▶ [Work instructions]: Look through the records and report how many lines include the word "instance", with no other words.

Data supplied section start

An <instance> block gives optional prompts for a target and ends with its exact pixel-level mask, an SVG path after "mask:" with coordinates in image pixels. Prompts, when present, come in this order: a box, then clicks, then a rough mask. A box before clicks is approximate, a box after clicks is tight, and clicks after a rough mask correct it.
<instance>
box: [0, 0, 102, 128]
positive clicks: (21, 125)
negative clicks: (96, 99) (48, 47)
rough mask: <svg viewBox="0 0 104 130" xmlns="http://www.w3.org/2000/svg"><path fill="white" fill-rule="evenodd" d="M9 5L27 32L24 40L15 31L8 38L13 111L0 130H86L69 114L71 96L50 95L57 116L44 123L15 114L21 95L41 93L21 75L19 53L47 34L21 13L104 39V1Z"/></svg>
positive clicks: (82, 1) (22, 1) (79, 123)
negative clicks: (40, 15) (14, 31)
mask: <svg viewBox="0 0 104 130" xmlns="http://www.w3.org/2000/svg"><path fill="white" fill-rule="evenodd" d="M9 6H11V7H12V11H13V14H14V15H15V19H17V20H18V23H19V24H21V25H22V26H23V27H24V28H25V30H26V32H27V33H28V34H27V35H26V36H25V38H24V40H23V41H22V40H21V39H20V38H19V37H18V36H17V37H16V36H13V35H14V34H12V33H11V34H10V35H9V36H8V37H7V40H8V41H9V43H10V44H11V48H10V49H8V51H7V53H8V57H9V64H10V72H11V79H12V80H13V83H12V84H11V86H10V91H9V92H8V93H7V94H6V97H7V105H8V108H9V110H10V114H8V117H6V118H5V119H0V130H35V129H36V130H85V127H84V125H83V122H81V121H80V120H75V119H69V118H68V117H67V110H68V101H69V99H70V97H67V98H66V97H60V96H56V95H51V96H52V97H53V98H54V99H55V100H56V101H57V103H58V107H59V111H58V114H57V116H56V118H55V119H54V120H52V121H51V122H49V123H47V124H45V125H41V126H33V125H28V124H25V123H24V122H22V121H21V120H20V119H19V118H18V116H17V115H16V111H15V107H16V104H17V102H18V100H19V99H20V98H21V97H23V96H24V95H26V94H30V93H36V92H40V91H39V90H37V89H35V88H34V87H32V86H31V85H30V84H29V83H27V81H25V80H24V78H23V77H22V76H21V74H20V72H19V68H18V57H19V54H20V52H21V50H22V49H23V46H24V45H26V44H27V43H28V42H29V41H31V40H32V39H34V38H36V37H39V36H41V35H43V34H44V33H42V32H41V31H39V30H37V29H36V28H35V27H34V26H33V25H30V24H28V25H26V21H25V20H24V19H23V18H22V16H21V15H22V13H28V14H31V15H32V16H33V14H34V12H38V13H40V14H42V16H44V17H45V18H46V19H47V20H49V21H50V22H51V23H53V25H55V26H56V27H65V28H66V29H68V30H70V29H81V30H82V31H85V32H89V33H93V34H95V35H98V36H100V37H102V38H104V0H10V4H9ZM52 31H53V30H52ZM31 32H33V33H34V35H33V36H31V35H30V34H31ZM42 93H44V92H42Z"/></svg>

Data supplied section end

▶ [Answer below]: 2